═══ Records for the exercise

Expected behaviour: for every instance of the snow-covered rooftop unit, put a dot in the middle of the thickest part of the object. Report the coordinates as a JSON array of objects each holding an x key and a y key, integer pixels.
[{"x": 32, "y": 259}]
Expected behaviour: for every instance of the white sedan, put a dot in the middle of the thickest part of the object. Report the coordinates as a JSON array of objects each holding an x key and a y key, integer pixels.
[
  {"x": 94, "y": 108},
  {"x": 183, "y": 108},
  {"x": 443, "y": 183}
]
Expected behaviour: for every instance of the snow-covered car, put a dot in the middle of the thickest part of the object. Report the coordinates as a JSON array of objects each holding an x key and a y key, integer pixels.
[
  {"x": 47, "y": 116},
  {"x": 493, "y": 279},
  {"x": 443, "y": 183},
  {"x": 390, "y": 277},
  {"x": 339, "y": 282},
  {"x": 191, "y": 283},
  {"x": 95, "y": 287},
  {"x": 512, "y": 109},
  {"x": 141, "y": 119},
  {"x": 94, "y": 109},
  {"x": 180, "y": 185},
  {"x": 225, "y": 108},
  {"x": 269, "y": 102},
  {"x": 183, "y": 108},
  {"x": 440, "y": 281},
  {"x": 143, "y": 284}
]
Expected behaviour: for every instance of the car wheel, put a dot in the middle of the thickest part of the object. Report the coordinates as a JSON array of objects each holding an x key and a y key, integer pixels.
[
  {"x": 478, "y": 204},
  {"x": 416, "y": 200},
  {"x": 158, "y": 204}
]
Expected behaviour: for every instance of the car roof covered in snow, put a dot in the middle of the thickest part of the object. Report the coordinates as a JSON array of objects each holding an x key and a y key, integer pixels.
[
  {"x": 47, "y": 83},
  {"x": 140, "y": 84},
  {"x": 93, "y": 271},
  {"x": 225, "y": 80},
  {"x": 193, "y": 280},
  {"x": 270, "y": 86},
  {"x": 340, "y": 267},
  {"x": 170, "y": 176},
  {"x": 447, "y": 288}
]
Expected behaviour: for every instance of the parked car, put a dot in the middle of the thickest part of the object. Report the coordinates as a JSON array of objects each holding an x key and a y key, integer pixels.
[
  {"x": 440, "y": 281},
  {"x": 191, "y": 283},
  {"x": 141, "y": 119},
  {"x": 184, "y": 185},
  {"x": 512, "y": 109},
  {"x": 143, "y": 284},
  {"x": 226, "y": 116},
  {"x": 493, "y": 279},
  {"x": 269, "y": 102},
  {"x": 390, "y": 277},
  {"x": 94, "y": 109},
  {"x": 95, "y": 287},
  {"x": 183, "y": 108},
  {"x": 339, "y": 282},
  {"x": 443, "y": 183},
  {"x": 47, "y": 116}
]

══════

Exercise directions: Edit the rows from the line containing "Expected behaviour: for every instance of the car wheel, put" through the last of the rows, both ends included. Replace "put a dot" with "place a marker" and leave everything else as it is.

Final result:
Expected behaviour: for every instance of the car wheel, place a marker in the middle of the thickest part of the object. Report the coordinates as a JSON array of objects each holding an x key and a y key, integer pixels.
[
  {"x": 478, "y": 204},
  {"x": 416, "y": 200},
  {"x": 158, "y": 204}
]
Expected behaviour: for every instance of the car roof covered in snow, place a marker in the middle of the thickest part of the object. Report the coordinates as a JSON array of objects each holding an x key and a y key, integer pixels.
[
  {"x": 47, "y": 83},
  {"x": 140, "y": 84},
  {"x": 93, "y": 271},
  {"x": 225, "y": 80},
  {"x": 193, "y": 280},
  {"x": 270, "y": 86},
  {"x": 340, "y": 267},
  {"x": 170, "y": 176},
  {"x": 447, "y": 288}
]
Expected behaviour: for every instance of the parked car, place a marker in the middle of the thickest part of the object. Report the coordinates as a JSON array of objects each holding an x key and a y key, integer pixels.
[
  {"x": 440, "y": 281},
  {"x": 191, "y": 283},
  {"x": 141, "y": 119},
  {"x": 184, "y": 185},
  {"x": 512, "y": 109},
  {"x": 143, "y": 284},
  {"x": 226, "y": 116},
  {"x": 493, "y": 279},
  {"x": 269, "y": 102},
  {"x": 390, "y": 277},
  {"x": 94, "y": 109},
  {"x": 95, "y": 287},
  {"x": 183, "y": 108},
  {"x": 339, "y": 282},
  {"x": 443, "y": 183},
  {"x": 47, "y": 116}
]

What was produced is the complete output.